* _STATED EXERCISE A_: From the open letter, retype the passage starting with "It is in keeping" and going on through "can be halted.".
* _STATED EXERCISE B_: In the open letter, what kind of Fellowship is the IBFNA said to be?

* _DOCUMENT TEXT_:

::::::::

Re: An Open Letter from the Independent Baptist Fellowship of North America to Fundamental Christian Universities and Colleges:
June 18, 2015
Dear Brothers in Christ,
We greatly appreciate your labor of love for the Savior in behalf of our young people. We are their pastors and parents, and they are our precious possessions. God has given us an important stewardship we must care for, and we take very seriously the trust we have put into your hands as we send them to school.
We are thankful for the education we received from you. It taught us how to live, not just how to make a living. Having been well‐taught ourselves, we earnestly desire to pass the faith once delivered to the saints along to our sons and daughters, and we are truly grateful that God has sustained sacred institutions like yours for this sacred purpose. We pray for your success in the grace of the Lord, and we want to do all we can to support your ministries.
It is in keeping with those prayers and that desire to support that we write you this letter. While we rejoice in the real blessing of the Lord we see in many schools with a faithful stand, our hearts have been burdened with a growing number of heart‐breaking exceptions to that rule. Some good schools have closed. We understand that there are demographic trends and marketplace realities that partially explain these closures. Still, we fear that there is more to this story. We sense a spiritual trend, one we hope can be halted.
The IBFNA is a Fellowship of separatist Baptists. We believe the greatest danger to the purity of the faith comes not from the apostates themselves, but from men who, although they profess themselves to be Bible‐believers, are tolerant of others in positions of trust and authority who do not so believe.
This is why one aspect of the IBFNA purpose statement reads, “to emphasize the biblical teaching on separation from unbelievers in religious work (primary separation) and separation from believers who ignore or disobey the Bible’s teaching of primary separation (secondary separation).”
The IBFNA Article of Faith, para. F, states that we believe in “ecclesiastical separation, whereby we preach against apostasy and withdraw from brethren who enter into memberships, affiliations and fellowships (including evangelistic crusades, youth movements, mission agencies, and schools) which seek to unite separatist fundamentalists with those who deny biblical doctrines, including those who do not obey the biblical teaching on separation.”
Recognizing the importance of your ministries to the well‐being of our young people and the future of fundamentalism, we humbly ask for your consideration of three safeguards that we believe are essential to the spiritual health of our schools, both today and in the generations to come.

::::::::

* _DATASET CONTENT_:
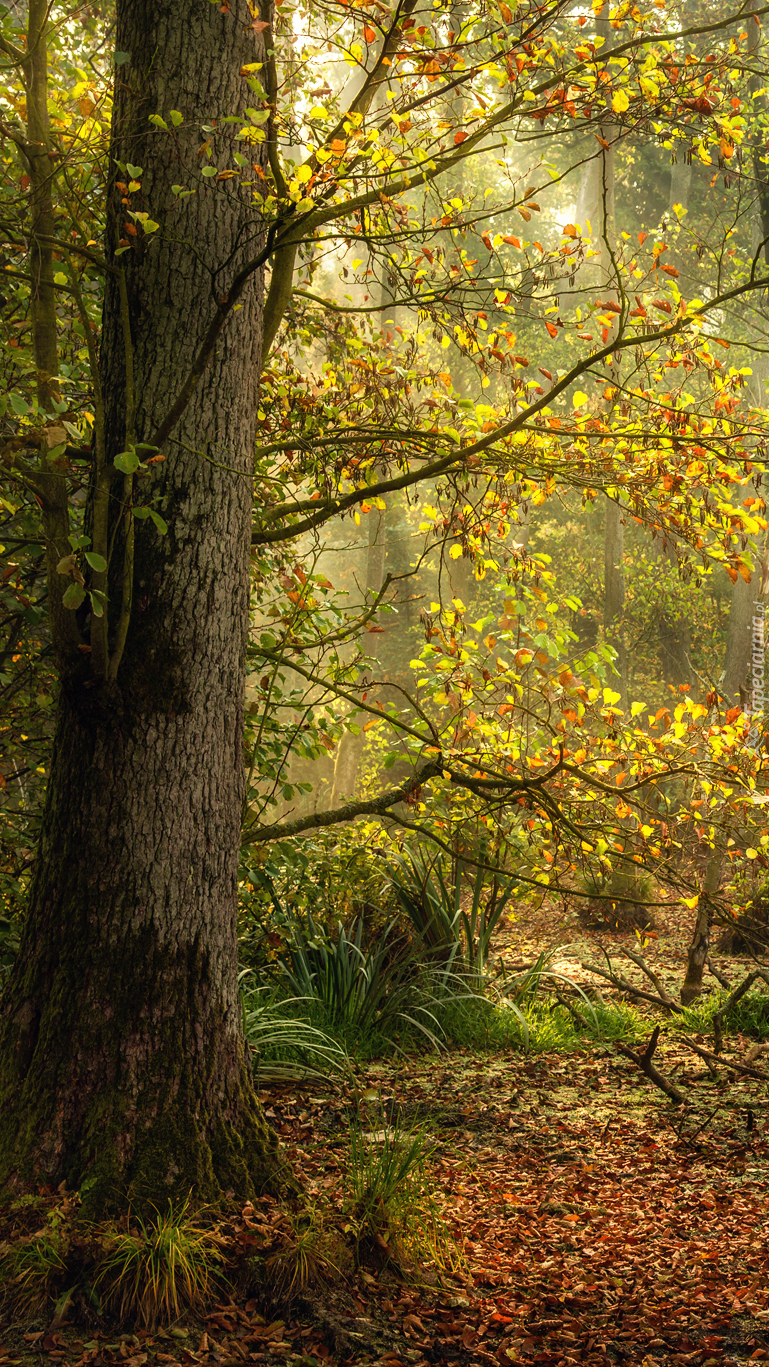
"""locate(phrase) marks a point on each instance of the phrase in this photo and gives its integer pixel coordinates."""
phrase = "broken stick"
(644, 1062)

::::::::

* _RIGHT ANSWER A_:
It is in keeping with those prayers and that desire to support that we write you this letter. While we rejoice in the real blessing of the Lord we see in many schools with a faithful stand, our hearts have been burdened with a growing number of heart‐breaking exceptions to that rule. Some good schools have closed. We understand that there are demographic trends and marketplace realities that partially explain these closures. Still, we fear that there is more to this story. We sense a spiritual trend, one we hope can be halted.

* _RIGHT ANSWER B_: A Fellowship of separatist Baptists.